**PASSAGE TO READ**
—————

You are going to read the text about the recent linguistic changes in English brought about by the emergence of the Internet. Before you read, discuss the following questions.
1. How is English used in electronic converse?
2. What new language forms has computing already created?
3. What are the ways in which electronic communications have affected language?
WHILE YOU READ
Read the text and complete the following sentences.
1. Electronic communications have affected, and will continue to affect …… .
2. Technology and science, including medicine, together account for 50-60% of …… .
3. The Internet will further drive the spread of the English language, and perhaps incidentally create a large new category of users …… .
4. If we invent something, we need a name for it, and at that point …… .
5. The first English language dictionary to claim that the English spoken in Britain no longer counts for much around the world was …… under the aegis of …… .
6. The computer industry is full of young people who think of themselves as …… .
7. Not only is the vocabulary of electronic communication different from ordinary English; so is …… .
8. The electronic media that bind the world together are …… .
9. Electronic mail has created another novelty …… .
10. So far as the Internet is concerned, its main impact is likely to be …… .
11. The core feature of the Internet is …… .
Language and Electronics
Сomputer words. Are you someone who practically lives in front of the computer – a ‘mouse potato’? Or are you nervous about new technology – a ‘technophobe’? In either case, if you want to master the English language, you will need to be familiar with those new computer words that seem to be popping up everywhere.
Luckily, most computer words are easy to learn. For one thing, many of these words probably already have similar forms in many languages: ‘computer’ (En), ‘Computer’ (Germ), ‘konpyuta’ (Jap). Another reason why computer words are easy to learn is that many of them are so colourful. They often make us smile when we first hear them such as ‘snail mail’ (traditional post rather than Internet-based mail) or ‘wysiwyg’ (what-you-see-is-what-you-get).
To get a feeling for computer words, it helps to understand the world that created them – ‘cyberculture’, as it is often called. The computer industry is full of young people who think of themselves as very different from traditional business-people in suits. It is a word that avoids heavy scientific-sounding language in favour of words that are simple, fresh and playful.

—————

(Dataset entries)
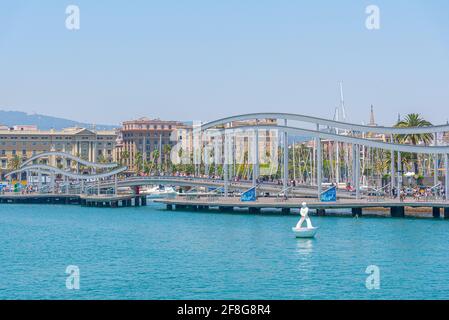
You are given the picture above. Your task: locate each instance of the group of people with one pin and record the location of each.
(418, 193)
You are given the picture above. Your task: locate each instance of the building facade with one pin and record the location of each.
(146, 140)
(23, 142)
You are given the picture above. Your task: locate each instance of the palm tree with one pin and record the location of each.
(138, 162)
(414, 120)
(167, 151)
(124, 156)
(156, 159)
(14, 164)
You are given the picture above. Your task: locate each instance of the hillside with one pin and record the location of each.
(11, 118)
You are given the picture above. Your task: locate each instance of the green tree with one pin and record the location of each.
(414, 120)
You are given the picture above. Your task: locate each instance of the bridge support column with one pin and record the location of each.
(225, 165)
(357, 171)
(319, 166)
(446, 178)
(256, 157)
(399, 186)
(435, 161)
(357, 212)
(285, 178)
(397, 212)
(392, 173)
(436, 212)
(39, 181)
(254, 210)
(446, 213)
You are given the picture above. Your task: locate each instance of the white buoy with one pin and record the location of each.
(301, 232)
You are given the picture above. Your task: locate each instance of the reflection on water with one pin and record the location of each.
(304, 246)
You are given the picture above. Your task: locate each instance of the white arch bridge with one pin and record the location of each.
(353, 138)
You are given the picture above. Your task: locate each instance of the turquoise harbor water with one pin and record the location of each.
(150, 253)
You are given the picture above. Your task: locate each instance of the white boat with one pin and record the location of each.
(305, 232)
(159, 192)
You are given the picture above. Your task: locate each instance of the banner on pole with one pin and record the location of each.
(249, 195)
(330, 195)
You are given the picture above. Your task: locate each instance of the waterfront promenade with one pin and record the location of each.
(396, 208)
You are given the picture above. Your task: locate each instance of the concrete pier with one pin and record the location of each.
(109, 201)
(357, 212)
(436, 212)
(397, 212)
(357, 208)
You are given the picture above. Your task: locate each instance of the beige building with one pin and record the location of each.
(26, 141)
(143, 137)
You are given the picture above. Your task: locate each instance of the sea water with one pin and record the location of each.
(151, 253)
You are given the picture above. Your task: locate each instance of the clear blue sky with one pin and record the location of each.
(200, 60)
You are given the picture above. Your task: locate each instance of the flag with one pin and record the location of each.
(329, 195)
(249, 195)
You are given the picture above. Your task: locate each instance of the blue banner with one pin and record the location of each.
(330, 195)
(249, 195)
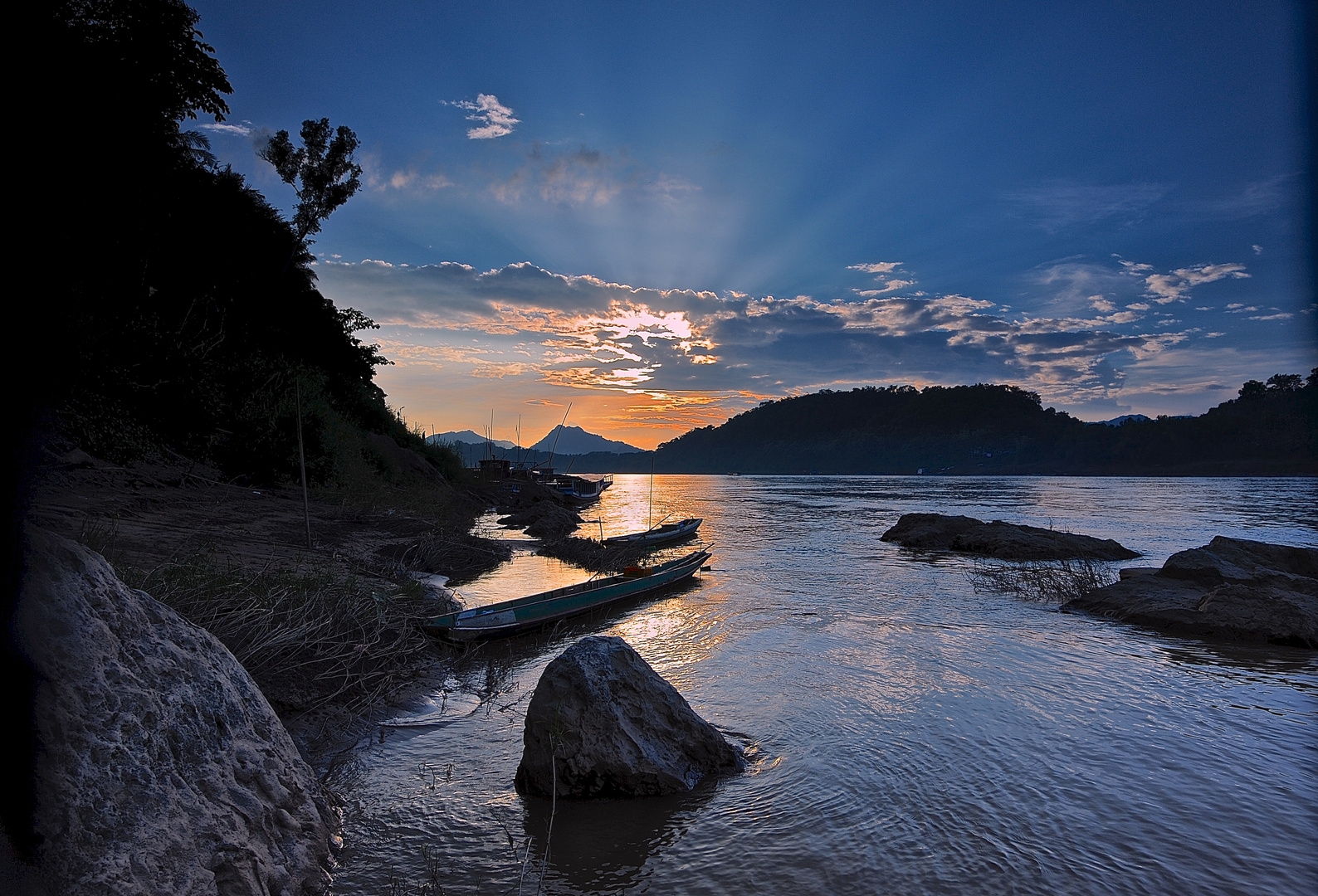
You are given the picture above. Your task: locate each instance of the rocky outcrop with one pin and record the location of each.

—————

**ASSIGNED TASK 1**
In the reading on language and electronics, what does the term "snail mail" mean?
**ASSIGNED TASK 2**
In the reading on language and electronics, substitute "lighthearted" for "playful" and write out the stretch from "To get a feeling" through "fresh and playful.".
**ASSIGNED TASK 3**
What forms of the word "computer" in different languages does the reading on language and electronics give?
The dataset entries aren't needed for any of this.

**SOLUTION 1**
Traditional post rather than Internet-based mail.

**SOLUTION 2**
To get a feeling for computer words, it helps to understand the world that created them – ‘cyberculture’, as it is often called. The computer industry is full of young people who think of themselves as very different from traditional business-people in suits. It is a word that avoids heavy scientific-sounding language in favour of words that are simple, fresh and lighthearted.

**SOLUTION 3**
'computer' (English), 'Computer' (German), and 'konpyuta' (Japanese).